• _Exercise task 1_
Answer the following questions about the passage on German song.
(a) For what setting were Weill's songs intended?
(b) To whose words did Mozart write the song he composed in the year of his death?
(c) In that song, what does the piano double?
• _Exercise task 2_
From the records, reproduce verbatim the lines starting at the line containing "Locate one point per instance of the wristwatch" and ending at the line containing "[(517, 629)]", including both of those lines.

---------- Selected passage ----------

The present disc “Mozart to Weill” is a highly personal survey of the vast and varied field of German song. In German-speaking lands the composition of works for voice and piano is a time- honoured tradition, and there are few German or Austrian composers who have not left examples of this genre. The diversity of the genre is underlined by the varied social settings in which the composers intended their music to be performed – the songs of Mozart and Mendelssohn are most suited to performance in the intimacy of the home, those of Strauss, whether with piano or orchestral accompaniment, require the concert hall, and those of Weill, for example, were intended for the cabaret.

Mozart (1756-1791) wrote Sehnsucht nach dem Friihlinge to words by Overbeck in the year of his death. This song introduces us to a theme which was to preoccupy both Romantic poets and composers, namely spring, which is here seen through a child’s eyes as a pleasant time for the gathering of flowers and other innocent pursuits. The music is simplicity itself, being a simple strophic setting of the poem with the piano doubling the vocal line.

---------- Stored records ----------

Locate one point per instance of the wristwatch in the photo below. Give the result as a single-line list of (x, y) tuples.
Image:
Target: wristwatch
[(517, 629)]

----------
---------- Stored records ----------

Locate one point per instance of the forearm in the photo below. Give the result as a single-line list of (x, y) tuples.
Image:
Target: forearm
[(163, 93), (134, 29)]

----------

• _Task solution 1_
(a) The cabaret.
(b) Overbeck's.
(c) The vocal line.

• _Task solution 2_
Locate one point per instance of the wristwatch in the photo below. Give the result as a single-line list of (x, y) tuples.
Image:
Target: wristwatch
[(517, 629)]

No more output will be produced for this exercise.